▶ [EXCERPT]:
“Good evening,

Our extraordinary NHS has now succeeded in vaccinating more than 17.7 million people across the United Kingdom and nearly a year after the pandemic began

This unparalleled national effort has decisively shifted the odds in our favour so that we no longer have to rely simply on lockdowns and restricting our behaviour and putting our lives on hold

But with every day that goes by this programme of vaccination is creating a shield around the entire population which means that we are now travelling on a one way road to freedom.

And we can begin safely to restart our lives and do it with confidence.

But I want to be frank about exactly what that means and the trade-offs involved.

The vaccines reduce the danger of Covid: they save lives and they keep people out of hospital.

But no vaccine against any disease has ever been 100 per cent effective.

So whenever we ease the lockdown, whether it is today or in six or nine months,

We’ve got to be realistic and accept that there will be more infections, more hospitalisations and therefore – sadly – more deaths, just as there are every year with flu.

Even if we sustained the lockdown indefinitely, which would itself cost lives and do immeasurable harm to our children, we would not be able to eradicate this disease.

And that’s why it’s right gradually to replace the protection afforded by the lockdown with the protection of the vaccines, and our approach is to move with the utmost care, and advancing in four steps, each with a minimum of five weeks apart so we can fully judge the impact of each relaxation before we move on, and you can see the details of all of this on

And we will be led at every stage by data not dates, and we will apply four tests: the pace of the vaccination programme; the effectiveness of the vaccines; the pressure on the NHS; and the risks of any new variants of Covid.

And therefore as we look at the data today, I can confirm that two weeks from today – Monday 8th March – we will begin step one and schools and colleges across England will re-open and teaching in classrooms can start again.

▶ [REQUIRED ACTION]:
Write the next part of the speech on easing the lockdown, starting after its last sentence. The entries that come after this point are separate material, unrelated to the speech.

▶ [SOURCE INFORMATION]:
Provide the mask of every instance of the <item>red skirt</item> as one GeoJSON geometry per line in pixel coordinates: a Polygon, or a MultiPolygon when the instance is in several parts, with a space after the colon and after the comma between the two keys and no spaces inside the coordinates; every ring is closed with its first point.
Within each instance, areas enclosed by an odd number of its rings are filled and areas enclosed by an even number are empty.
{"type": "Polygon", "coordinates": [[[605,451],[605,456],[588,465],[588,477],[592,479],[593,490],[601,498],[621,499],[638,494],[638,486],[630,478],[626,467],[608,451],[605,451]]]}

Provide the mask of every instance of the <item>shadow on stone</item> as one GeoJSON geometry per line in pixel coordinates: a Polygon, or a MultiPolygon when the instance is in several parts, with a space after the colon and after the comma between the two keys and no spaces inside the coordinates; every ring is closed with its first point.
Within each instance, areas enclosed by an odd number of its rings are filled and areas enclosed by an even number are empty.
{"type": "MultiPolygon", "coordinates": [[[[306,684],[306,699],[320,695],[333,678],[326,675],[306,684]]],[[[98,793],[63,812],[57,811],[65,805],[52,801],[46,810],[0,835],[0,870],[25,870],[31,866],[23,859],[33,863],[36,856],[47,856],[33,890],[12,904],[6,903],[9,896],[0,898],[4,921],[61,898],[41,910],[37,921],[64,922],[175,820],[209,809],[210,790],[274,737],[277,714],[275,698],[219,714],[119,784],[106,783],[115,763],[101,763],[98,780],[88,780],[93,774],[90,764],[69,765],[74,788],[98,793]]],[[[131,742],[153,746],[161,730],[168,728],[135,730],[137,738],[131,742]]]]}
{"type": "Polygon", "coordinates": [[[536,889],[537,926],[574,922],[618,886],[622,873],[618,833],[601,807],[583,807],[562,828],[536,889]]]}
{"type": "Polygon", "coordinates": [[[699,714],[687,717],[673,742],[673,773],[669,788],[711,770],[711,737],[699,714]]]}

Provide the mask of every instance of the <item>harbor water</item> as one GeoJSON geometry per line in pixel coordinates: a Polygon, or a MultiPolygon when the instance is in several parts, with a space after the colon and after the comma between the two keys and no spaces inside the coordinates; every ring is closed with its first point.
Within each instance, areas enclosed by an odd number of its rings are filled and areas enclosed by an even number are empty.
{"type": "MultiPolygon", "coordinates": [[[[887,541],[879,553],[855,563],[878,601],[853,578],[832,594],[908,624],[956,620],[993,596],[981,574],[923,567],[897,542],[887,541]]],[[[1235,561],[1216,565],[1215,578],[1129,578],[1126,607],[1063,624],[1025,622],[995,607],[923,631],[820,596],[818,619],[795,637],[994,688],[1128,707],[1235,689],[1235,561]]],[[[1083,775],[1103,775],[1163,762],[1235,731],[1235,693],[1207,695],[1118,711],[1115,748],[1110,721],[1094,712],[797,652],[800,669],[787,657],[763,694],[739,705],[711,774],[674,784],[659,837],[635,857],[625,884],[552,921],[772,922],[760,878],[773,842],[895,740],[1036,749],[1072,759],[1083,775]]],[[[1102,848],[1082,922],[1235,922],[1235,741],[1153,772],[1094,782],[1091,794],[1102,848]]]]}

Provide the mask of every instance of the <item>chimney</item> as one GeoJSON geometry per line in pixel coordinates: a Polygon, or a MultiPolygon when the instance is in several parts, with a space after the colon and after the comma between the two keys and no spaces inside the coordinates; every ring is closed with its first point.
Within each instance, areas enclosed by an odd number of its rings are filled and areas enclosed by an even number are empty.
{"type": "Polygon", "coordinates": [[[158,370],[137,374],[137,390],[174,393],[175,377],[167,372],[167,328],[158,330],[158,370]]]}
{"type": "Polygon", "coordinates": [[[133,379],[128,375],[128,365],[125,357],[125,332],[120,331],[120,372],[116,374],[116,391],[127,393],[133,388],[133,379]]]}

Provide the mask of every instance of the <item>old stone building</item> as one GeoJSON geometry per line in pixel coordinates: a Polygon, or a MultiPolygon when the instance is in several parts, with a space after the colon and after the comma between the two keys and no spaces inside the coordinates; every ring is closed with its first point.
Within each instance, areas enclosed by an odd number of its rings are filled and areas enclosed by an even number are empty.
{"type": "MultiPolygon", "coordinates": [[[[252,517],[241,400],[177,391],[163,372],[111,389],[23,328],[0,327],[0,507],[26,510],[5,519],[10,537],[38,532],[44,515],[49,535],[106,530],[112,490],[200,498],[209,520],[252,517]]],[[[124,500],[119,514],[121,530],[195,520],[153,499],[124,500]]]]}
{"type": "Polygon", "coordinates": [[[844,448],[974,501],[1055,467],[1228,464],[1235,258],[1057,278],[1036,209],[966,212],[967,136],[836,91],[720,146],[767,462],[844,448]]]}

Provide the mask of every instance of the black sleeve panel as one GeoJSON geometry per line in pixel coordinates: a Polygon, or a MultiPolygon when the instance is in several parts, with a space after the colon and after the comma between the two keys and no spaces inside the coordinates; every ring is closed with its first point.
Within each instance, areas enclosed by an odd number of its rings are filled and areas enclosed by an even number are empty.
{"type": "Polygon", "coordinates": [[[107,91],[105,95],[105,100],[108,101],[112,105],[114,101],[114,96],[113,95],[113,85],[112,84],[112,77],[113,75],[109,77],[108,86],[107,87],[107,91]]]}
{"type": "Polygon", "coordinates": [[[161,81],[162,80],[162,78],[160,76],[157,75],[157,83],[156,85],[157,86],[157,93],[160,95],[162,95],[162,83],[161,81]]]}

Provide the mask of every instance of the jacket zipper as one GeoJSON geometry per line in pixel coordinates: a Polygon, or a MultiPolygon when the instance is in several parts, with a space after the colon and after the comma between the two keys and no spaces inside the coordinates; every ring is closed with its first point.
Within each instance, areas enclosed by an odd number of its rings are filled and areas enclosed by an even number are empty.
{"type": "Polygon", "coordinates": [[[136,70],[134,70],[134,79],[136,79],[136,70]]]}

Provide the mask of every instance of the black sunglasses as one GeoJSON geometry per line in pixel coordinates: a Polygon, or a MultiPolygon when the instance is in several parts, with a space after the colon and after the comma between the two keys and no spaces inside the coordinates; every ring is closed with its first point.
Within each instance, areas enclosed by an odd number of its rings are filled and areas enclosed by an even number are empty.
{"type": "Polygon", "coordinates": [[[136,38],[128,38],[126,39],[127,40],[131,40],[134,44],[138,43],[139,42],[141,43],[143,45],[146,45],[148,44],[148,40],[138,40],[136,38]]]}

▶ [RESULT]:
All the evidence shows that schools are safe and the risk posed to children by Covid is vanishingly small.

But to offer even greater reassurance, we are introducing twice-weekly testing of secondary school and college pupils and asking them to wear face coverings for the rest of this term.

Students on practical courses can return to university, but all others will need to continue learning online and we will review the situation before the end of the Easter holidays.

We will allow breakfast and afterschool clubs to restart and among other changes on 8 March, you’ll be able to have a coffee on a bench or a picnic in a park with one person outside your household.

And because we know how stressful this time has been and how people yearn to see friends and family if only fleetingly we will now go further and on 29 March, you can meet more of your friends and family outside, including in gardens – either as two households or subject to the Rule of Six.

And then we will go to step two – which is no earlier than 12 April – when shops will return and re-open, hairdressers, nail salons will reopen pubs and restaurants will all be able to serve customers outside – precisely because we know the risk of outside transmission is lower.

And then five weeks after that, no earlier than 17 May, we will go to step three and open all our hospitality sector to service indoors pubs, bars, restaurants, along with hotels and cinemas, and, subject to capacity limits, we will also open sports stadia, concert halls and theatres.

And finally – provided we continue to pass the four tests – then from 21 June we will go to step four and say goodbye to most remaining restrictions:

resuming large-scale events like business conferences and football matches,

lifting the limits on weddings and reopening nightclubs.

All of these steps will apply in England, and the government will continue to do whatever it takes to protect jobs and livelihoods across our whole United Kingdom for the duration of the pandemic.

I know there are some who would like to accelerate this timetable and I know of course there are others who would like to be more cautious and stay in the slow lane.

I understand and sympathise with both of those points of view because levels of infection are still high and we must strike a very careful balance and always accept we must be humble in the face of nature.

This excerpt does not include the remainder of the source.